* [Problem statement]
Consider the data that follows and state how many lines contain the string "below", using the number alone.

* [Given data]
* * *

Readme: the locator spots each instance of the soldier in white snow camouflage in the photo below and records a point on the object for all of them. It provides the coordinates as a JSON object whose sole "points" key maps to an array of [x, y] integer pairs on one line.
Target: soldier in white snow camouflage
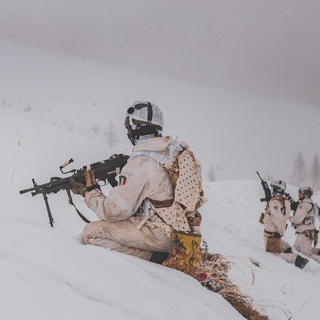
{"points": [[303, 220], [134, 219], [275, 218]]}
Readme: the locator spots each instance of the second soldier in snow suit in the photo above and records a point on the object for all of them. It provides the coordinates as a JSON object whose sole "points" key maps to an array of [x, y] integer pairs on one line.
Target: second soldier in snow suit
{"points": [[304, 223], [275, 218]]}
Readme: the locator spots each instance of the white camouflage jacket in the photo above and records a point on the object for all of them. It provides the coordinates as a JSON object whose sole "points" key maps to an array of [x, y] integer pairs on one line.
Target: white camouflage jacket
{"points": [[276, 215], [141, 178], [303, 218]]}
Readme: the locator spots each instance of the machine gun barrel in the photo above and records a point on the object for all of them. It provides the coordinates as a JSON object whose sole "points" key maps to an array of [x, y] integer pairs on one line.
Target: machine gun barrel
{"points": [[103, 170]]}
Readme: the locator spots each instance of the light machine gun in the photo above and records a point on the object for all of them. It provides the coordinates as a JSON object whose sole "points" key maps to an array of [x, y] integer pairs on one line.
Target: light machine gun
{"points": [[103, 170]]}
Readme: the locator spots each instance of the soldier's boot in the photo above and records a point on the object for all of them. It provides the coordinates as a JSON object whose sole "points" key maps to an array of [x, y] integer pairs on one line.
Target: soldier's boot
{"points": [[289, 250], [301, 262], [207, 282], [159, 257]]}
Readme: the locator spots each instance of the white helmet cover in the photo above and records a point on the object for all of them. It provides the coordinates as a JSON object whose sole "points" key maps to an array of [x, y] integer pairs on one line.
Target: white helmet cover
{"points": [[306, 191], [143, 112], [278, 185]]}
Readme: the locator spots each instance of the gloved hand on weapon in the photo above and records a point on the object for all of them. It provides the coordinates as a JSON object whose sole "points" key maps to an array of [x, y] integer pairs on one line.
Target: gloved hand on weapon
{"points": [[80, 188]]}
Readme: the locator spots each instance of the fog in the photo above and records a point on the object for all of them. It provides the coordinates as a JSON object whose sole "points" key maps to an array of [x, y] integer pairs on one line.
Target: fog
{"points": [[269, 47]]}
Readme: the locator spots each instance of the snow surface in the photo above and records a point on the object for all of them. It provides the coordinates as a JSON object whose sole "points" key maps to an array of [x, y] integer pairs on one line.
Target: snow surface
{"points": [[46, 273]]}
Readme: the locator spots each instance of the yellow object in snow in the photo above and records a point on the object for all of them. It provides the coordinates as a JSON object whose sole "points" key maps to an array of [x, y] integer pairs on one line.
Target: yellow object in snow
{"points": [[186, 255]]}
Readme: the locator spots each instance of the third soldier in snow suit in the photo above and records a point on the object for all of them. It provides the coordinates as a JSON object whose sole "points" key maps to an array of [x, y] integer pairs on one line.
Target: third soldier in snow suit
{"points": [[275, 218], [303, 221]]}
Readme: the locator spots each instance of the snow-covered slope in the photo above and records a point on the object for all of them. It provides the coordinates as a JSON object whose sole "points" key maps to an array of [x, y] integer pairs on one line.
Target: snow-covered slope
{"points": [[233, 132], [46, 273]]}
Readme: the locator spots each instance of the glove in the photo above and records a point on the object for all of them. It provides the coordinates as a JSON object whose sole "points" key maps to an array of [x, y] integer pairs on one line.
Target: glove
{"points": [[78, 188], [294, 205], [90, 179], [195, 221]]}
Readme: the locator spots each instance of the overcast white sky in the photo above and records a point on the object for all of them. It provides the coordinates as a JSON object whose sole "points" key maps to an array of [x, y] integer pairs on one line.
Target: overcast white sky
{"points": [[271, 47]]}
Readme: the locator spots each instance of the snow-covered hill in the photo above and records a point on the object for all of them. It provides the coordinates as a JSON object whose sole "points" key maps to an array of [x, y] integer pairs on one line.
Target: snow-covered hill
{"points": [[46, 273], [231, 131]]}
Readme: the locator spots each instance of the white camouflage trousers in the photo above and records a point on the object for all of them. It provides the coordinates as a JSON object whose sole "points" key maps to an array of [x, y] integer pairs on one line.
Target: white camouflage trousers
{"points": [[289, 257], [303, 244], [123, 236]]}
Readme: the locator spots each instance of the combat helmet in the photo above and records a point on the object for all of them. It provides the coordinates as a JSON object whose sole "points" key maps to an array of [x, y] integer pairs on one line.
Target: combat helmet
{"points": [[279, 186], [307, 192], [143, 118]]}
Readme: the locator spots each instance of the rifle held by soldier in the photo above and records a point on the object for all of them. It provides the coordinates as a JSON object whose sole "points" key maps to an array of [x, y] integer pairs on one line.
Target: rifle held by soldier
{"points": [[105, 170], [266, 190]]}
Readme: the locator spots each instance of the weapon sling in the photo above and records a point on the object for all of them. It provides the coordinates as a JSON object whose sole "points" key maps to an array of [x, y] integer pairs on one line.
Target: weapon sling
{"points": [[78, 212]]}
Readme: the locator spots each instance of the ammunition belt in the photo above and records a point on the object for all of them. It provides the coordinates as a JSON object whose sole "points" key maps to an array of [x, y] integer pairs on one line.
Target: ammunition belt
{"points": [[308, 221], [162, 204], [273, 234], [309, 233]]}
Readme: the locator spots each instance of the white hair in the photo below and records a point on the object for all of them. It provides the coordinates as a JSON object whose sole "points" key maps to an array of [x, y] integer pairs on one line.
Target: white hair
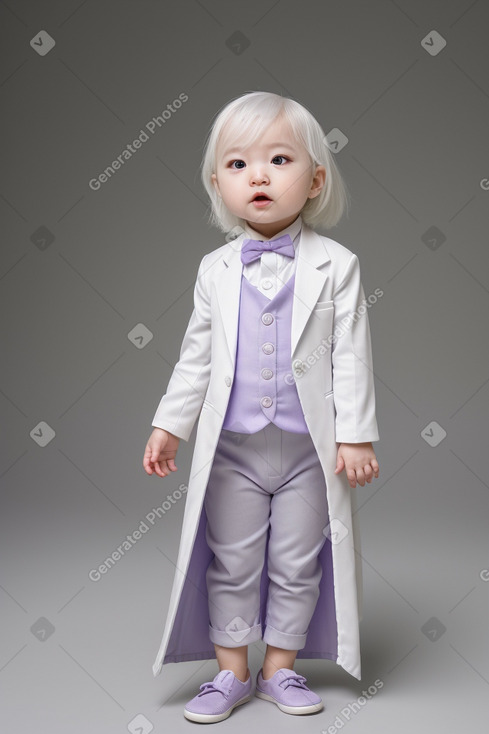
{"points": [[245, 118]]}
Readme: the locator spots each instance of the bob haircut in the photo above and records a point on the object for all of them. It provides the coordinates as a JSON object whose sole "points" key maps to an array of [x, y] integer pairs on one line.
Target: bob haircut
{"points": [[244, 119]]}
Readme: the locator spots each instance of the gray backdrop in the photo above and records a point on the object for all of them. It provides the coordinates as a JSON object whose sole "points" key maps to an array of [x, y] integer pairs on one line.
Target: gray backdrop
{"points": [[96, 291]]}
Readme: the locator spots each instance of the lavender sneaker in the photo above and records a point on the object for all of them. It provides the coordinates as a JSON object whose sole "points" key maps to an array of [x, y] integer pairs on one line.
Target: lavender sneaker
{"points": [[218, 698], [288, 690]]}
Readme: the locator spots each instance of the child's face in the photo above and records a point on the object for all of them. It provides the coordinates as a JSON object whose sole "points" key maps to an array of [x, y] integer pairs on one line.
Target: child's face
{"points": [[275, 165]]}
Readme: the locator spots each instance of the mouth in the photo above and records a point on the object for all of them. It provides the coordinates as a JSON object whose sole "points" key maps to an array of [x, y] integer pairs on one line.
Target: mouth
{"points": [[260, 198]]}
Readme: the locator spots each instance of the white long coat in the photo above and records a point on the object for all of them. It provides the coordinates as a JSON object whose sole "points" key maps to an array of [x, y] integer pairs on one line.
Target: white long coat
{"points": [[335, 385]]}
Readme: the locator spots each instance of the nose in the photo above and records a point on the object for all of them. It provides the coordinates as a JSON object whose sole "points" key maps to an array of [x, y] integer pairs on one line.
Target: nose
{"points": [[258, 176]]}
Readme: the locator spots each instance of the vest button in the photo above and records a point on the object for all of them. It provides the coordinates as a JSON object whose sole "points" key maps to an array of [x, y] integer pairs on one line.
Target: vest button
{"points": [[297, 366]]}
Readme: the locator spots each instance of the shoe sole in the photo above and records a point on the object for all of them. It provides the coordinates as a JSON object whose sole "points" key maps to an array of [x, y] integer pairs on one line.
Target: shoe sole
{"points": [[210, 718], [313, 708]]}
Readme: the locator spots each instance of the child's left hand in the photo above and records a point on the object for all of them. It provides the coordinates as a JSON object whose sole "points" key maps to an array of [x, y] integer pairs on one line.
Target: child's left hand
{"points": [[359, 461]]}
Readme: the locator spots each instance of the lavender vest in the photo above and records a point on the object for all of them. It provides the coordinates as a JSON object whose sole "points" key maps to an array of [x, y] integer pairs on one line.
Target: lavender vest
{"points": [[264, 389]]}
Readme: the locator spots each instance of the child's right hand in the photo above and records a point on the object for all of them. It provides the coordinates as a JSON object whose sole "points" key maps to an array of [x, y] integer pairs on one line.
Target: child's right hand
{"points": [[160, 453]]}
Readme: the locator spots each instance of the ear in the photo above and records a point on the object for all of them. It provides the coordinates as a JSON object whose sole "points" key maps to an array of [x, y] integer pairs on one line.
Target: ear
{"points": [[318, 182], [215, 184]]}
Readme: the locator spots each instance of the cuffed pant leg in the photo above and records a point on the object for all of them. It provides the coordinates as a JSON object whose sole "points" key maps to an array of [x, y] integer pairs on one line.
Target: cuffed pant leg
{"points": [[299, 517]]}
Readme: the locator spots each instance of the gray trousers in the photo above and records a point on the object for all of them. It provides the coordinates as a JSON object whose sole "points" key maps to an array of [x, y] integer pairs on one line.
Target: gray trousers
{"points": [[271, 478]]}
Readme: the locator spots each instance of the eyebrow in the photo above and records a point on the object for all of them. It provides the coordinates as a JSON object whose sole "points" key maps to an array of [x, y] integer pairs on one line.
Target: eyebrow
{"points": [[272, 145]]}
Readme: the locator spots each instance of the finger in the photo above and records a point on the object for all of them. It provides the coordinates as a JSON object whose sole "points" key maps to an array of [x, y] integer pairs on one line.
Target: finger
{"points": [[361, 477], [368, 472], [340, 463]]}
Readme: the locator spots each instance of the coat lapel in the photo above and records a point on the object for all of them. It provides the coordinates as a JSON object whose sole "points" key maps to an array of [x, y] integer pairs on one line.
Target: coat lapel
{"points": [[309, 282]]}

* * *

* [Output of the exercise]
2